■ **Отрывок**
В 4 часам пополудни наконец-то появился великий князь Павел Александрович, которого императрица ждала еще накануне. «У них с государыней состоялся продолжительный разговор, — поведала ее фрейлина Юлия Ден. — Их возбужденные голоса доносились до нас из комнаты. Ее Величество впоследствии мне рассказывала, что чуть ли не первым вопросом, который Она ему задала, был следующий:
— А как обстоит дело с гвардейскими частями?
На это упавшим голосом великий князь ответил:
— Я ничего не могу поделать. Почти все они на фронте»[2067]. Жесткий тон беседы подтверждала супруга Павла княгиня Палей. «Приняла она его хуже некуда. Сперва спросила, как дела в Петрограде, потом отчеканила, что, не советуй они Государю глупости, а поддержи его, ничего не случилось бы»[2068].

■ **Текст задания 1**
Перепишите из отрывка о приезде великого князя Павла Александровича к императрице фрагмент: начните со слов «В 4 часам пополудни» и остановитесь после слов «с гвардейскими частями?».
■ **Текст задания 2**
Покажите все строки перечня, где есть слово «background». Регистр букв имеет значение.
Отрывок и перечень никак не связаны между собой.

■ **Материал для задания**
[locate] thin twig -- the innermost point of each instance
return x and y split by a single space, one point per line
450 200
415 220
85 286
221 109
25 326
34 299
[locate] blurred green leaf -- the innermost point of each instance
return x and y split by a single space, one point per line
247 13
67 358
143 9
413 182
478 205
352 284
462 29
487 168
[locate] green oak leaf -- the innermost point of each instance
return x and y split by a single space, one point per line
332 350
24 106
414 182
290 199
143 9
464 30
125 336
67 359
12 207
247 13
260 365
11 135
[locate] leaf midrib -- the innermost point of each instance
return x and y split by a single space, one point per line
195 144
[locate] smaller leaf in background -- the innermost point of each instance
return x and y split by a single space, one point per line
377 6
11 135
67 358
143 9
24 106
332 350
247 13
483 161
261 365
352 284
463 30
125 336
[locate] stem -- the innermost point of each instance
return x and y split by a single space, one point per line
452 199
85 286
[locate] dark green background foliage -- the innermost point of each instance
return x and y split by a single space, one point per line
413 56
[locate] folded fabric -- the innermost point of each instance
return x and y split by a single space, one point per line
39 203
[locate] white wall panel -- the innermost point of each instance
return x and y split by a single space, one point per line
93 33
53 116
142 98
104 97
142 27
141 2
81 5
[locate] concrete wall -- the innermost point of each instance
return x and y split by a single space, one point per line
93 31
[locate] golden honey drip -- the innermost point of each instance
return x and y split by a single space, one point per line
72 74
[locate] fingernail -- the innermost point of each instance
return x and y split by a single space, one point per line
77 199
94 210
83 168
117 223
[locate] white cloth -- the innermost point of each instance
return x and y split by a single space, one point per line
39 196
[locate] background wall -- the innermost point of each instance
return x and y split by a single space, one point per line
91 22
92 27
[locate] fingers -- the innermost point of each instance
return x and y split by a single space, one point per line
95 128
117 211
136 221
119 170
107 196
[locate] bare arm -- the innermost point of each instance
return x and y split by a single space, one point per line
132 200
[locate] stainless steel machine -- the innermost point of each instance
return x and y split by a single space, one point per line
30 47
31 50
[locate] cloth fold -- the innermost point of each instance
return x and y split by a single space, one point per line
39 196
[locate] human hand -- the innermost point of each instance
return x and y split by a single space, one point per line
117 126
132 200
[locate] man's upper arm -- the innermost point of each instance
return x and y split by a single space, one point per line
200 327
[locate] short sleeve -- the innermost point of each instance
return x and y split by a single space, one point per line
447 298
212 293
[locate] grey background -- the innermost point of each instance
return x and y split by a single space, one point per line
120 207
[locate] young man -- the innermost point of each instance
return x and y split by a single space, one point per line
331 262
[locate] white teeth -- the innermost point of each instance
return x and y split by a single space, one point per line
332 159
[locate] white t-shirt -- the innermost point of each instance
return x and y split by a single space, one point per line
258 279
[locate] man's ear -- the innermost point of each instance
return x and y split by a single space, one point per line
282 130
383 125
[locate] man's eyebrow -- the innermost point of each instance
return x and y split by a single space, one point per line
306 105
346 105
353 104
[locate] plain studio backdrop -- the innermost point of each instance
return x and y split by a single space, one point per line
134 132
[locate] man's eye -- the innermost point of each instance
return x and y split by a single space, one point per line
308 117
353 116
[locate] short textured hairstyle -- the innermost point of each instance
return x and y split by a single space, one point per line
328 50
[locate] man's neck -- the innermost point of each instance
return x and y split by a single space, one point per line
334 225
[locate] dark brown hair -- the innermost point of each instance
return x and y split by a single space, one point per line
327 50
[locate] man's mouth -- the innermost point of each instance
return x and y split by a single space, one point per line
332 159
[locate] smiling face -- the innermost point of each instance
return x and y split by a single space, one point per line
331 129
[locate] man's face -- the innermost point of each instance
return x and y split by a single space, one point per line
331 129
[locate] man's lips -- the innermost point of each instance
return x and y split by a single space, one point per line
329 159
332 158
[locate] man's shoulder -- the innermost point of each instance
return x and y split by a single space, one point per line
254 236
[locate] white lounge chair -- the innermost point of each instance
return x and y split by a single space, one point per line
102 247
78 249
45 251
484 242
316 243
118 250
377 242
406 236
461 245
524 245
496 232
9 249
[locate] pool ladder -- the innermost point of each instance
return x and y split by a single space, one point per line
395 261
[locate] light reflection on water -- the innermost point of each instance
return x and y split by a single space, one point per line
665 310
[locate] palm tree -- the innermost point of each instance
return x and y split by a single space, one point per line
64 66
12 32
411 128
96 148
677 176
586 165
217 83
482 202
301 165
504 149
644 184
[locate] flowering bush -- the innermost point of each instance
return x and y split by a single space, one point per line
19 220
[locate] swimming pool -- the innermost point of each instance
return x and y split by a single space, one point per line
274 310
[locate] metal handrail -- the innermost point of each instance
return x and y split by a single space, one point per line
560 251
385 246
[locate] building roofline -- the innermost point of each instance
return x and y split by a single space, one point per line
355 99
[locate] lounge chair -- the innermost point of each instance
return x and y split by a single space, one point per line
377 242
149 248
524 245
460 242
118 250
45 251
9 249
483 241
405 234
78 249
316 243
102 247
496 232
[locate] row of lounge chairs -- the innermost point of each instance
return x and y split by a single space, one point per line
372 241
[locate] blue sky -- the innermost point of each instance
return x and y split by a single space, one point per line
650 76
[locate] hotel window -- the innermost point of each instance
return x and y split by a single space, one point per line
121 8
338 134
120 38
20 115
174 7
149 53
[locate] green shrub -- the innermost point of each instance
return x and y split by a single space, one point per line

■ **Ответ на задание 1**
В 4 часам пополудни наконец-то появился великий князь Павел Александрович, которого императрица ждала еще накануне. «У них с государыней состоялся продолжительный разговор, — поведала ее фрейлина Юлия Ден. — Их возбужденные голоса доносились до нас из комнаты. Ее Величество впоследствии мне рассказывала, что чуть ли не первым вопросом, который Она ему задала, был следующий:
— А как обстоит дело с гвардейскими частями?

■ **Ответ на задание 2**
[locate] smaller leaf in background -- the innermost point of each instance
[locate] dark green background foliage -- the innermost point of each instance
[locate] background wall -- the innermost point of each instance
[locate] grey background -- the innermost point of each instance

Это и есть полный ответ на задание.